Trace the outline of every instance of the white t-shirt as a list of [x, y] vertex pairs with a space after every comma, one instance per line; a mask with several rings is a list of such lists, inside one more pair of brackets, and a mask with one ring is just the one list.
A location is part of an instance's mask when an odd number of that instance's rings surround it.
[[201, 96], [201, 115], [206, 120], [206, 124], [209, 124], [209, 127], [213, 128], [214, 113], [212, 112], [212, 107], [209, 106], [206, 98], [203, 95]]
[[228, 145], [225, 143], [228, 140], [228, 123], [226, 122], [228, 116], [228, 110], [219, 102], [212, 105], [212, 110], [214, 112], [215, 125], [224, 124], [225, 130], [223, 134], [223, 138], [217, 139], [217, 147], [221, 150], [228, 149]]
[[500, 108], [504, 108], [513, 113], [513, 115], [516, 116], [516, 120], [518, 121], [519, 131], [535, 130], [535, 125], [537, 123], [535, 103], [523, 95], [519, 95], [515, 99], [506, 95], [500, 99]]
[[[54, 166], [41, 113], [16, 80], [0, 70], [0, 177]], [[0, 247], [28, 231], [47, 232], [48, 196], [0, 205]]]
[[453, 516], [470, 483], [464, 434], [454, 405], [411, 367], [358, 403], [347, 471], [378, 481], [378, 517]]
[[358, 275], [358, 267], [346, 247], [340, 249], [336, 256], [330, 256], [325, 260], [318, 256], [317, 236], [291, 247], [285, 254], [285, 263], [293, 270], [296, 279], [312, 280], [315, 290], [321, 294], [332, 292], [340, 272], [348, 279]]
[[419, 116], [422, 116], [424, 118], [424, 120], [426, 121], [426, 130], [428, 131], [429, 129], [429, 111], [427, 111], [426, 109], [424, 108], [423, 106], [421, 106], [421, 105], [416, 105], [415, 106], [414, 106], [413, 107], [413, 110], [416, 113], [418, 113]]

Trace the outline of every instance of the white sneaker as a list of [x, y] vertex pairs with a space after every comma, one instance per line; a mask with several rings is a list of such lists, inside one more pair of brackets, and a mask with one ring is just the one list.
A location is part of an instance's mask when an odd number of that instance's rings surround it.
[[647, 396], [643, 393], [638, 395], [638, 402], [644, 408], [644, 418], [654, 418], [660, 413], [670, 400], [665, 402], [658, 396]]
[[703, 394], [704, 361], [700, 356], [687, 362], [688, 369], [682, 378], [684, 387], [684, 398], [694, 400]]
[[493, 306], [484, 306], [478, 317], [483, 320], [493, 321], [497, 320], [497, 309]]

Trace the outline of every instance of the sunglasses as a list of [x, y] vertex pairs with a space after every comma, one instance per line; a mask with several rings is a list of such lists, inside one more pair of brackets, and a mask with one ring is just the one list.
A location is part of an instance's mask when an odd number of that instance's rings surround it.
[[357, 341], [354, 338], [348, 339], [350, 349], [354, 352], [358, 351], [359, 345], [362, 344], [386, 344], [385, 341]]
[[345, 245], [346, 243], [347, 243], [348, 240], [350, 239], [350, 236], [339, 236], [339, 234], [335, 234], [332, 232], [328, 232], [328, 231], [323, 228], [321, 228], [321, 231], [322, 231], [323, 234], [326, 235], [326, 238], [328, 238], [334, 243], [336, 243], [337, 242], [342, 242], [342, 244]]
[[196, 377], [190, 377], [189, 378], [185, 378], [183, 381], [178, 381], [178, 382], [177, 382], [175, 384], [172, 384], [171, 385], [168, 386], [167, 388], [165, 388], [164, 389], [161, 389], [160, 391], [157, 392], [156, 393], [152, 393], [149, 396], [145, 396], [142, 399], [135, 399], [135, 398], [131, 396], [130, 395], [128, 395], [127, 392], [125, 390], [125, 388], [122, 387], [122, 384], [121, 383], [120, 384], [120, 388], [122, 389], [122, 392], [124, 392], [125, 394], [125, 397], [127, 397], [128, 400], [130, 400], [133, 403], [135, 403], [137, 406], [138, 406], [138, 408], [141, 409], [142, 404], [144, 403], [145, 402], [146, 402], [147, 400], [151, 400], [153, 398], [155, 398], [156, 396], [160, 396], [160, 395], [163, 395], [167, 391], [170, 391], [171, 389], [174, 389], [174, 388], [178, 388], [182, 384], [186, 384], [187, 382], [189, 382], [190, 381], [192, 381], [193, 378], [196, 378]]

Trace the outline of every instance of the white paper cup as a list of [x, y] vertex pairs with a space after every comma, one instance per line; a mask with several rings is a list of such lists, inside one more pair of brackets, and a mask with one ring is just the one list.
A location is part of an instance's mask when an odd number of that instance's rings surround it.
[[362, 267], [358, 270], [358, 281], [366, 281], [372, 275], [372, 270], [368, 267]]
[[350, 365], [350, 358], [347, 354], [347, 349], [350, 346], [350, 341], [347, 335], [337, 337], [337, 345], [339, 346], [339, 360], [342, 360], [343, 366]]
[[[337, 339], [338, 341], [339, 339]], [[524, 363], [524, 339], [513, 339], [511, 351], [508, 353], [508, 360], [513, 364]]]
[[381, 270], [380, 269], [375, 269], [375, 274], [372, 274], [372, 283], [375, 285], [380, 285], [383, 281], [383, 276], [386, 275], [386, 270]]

★ ★ ★ ★

Written task >>
Please extract every one of the rows above and copy them out verbatim, with the same line breaks and blank lines.

Result >>
Trace the outline of every instance of the white t-shirt as a list of [x, y] vertex pairs with a space after every comma, one instance per line; a mask with several rings is a list of such lists, inside one more pair of brackets, and a mask with one ring is just the one list.
A location is part of an instance's mask when an odd number of that instance's rings surround it.
[[201, 96], [201, 115], [206, 120], [206, 124], [209, 124], [209, 127], [213, 128], [214, 113], [212, 112], [212, 107], [209, 106], [206, 98], [203, 95]]
[[228, 145], [225, 143], [228, 140], [228, 123], [226, 122], [228, 116], [228, 110], [219, 102], [212, 105], [212, 110], [214, 112], [215, 125], [224, 124], [225, 130], [223, 134], [223, 138], [217, 139], [217, 147], [221, 150], [228, 149]]
[[500, 108], [504, 108], [513, 113], [513, 115], [516, 116], [516, 120], [518, 121], [519, 131], [535, 130], [535, 125], [537, 123], [535, 103], [523, 95], [519, 95], [515, 99], [506, 95], [500, 99]]
[[[54, 166], [41, 113], [16, 80], [0, 70], [0, 177]], [[0, 247], [28, 231], [47, 232], [48, 196], [0, 205]]]
[[453, 516], [470, 483], [464, 434], [454, 405], [411, 367], [358, 403], [347, 471], [378, 481], [378, 517]]
[[358, 275], [358, 267], [346, 247], [340, 249], [336, 256], [330, 256], [325, 260], [318, 256], [317, 236], [291, 247], [285, 254], [285, 263], [293, 270], [296, 279], [312, 280], [315, 290], [321, 294], [332, 292], [340, 272], [348, 279]]
[[419, 116], [422, 116], [424, 118], [424, 120], [426, 121], [426, 130], [428, 131], [429, 129], [429, 111], [427, 111], [426, 109], [424, 108], [423, 106], [421, 106], [421, 105], [416, 105], [415, 106], [414, 106], [413, 107], [413, 110], [416, 113], [418, 113]]

Trace the outline of every instance of the white sneaker as a list of [x, y] vertex pairs with a space after every comma, one instance per line; a mask with several rings is a list of such lists, inside one more pair of brackets, and a mask with one ring is just the one list.
A location is part of an instance's mask when an odd number of that instance's rings surround it.
[[647, 396], [643, 393], [638, 395], [638, 402], [644, 408], [644, 418], [654, 418], [660, 413], [670, 400], [665, 402], [658, 396]]
[[703, 394], [704, 361], [700, 356], [687, 362], [688, 369], [682, 378], [684, 387], [684, 398], [694, 400]]
[[493, 306], [484, 306], [478, 317], [483, 320], [493, 321], [497, 320], [497, 309]]

Trace the outline of every instance of the sunglasses as a list of [x, y] vertex pairs with a space after every comma, one instance per line; a mask with several rings is a list of such lists, inside one more pair of brackets, and a mask with one ring is just the one list.
A location is part of an instance's mask when an odd number of that instance's rings surround it.
[[357, 341], [354, 338], [348, 339], [350, 349], [354, 352], [358, 351], [359, 345], [362, 344], [386, 344], [385, 341]]
[[345, 245], [346, 243], [347, 243], [348, 240], [350, 239], [350, 236], [339, 236], [339, 234], [335, 234], [332, 232], [328, 232], [328, 231], [323, 228], [321, 228], [321, 231], [322, 231], [323, 234], [326, 235], [326, 238], [328, 238], [334, 243], [336, 243], [337, 242], [342, 242], [342, 244]]
[[196, 377], [190, 377], [189, 378], [185, 378], [183, 381], [178, 381], [178, 382], [177, 382], [175, 384], [172, 384], [171, 385], [168, 386], [167, 388], [165, 388], [164, 389], [161, 389], [160, 391], [157, 392], [156, 393], [152, 393], [149, 396], [145, 396], [142, 399], [135, 399], [135, 398], [131, 396], [130, 395], [128, 395], [127, 392], [125, 390], [125, 388], [122, 387], [122, 384], [121, 383], [120, 384], [120, 388], [122, 389], [122, 392], [124, 392], [125, 394], [125, 397], [127, 397], [128, 400], [130, 400], [133, 403], [135, 403], [137, 406], [138, 406], [138, 408], [141, 409], [142, 404], [144, 403], [145, 402], [146, 402], [147, 400], [151, 400], [153, 398], [155, 398], [156, 396], [160, 396], [160, 395], [163, 395], [167, 391], [170, 391], [171, 389], [174, 389], [174, 388], [178, 388], [182, 384], [186, 384], [187, 382], [189, 382], [190, 381], [192, 381], [193, 378], [196, 378]]

Trace the outline of every instance of the white paper cup as a list of [x, y] vertex pairs with a space after every comma, one instance per line; a mask with several rings is a list of such lists, inside one more pair of brackets, and a mask with one ring is just the one list.
A location is part of an instance's mask when an odd number of that instance's rings surround it.
[[362, 267], [358, 270], [358, 281], [366, 281], [372, 275], [372, 270], [368, 267]]
[[350, 365], [350, 358], [347, 354], [347, 349], [350, 346], [350, 341], [347, 335], [337, 337], [337, 345], [339, 346], [339, 360], [342, 360], [343, 366]]
[[[337, 339], [338, 341], [339, 339]], [[524, 363], [524, 339], [513, 339], [511, 351], [508, 353], [508, 360], [513, 364]]]
[[381, 270], [380, 269], [375, 269], [375, 274], [372, 274], [372, 283], [375, 285], [380, 285], [383, 281], [383, 276], [386, 275], [386, 270]]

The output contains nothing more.